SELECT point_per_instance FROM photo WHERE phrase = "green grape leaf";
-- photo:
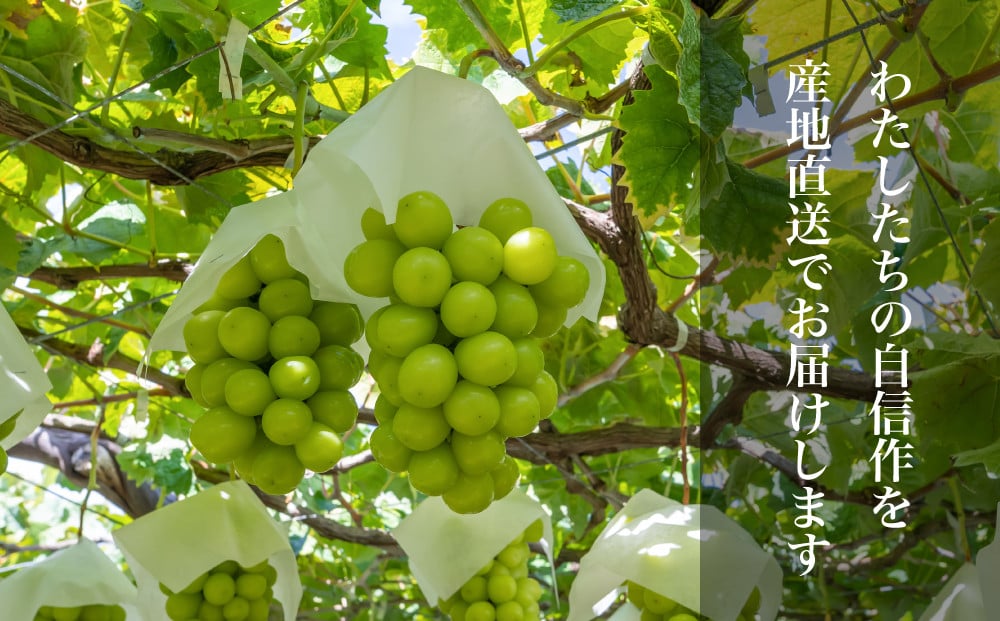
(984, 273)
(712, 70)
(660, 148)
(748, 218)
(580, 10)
* * * * * * * * *
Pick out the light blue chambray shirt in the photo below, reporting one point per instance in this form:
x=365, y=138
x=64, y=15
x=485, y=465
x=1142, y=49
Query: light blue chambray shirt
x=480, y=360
* * * * * * * * *
## Prompt
Copy the lines word for word, starting at the line containing "Pick out the" and ending at the line containing "x=480, y=360".

## Answer below
Pick out the light blue chambray shirt in the photo below, reporting one point per instance in this form:
x=365, y=138
x=64, y=15
x=485, y=465
x=1142, y=49
Query: light blue chambray shirt
x=480, y=360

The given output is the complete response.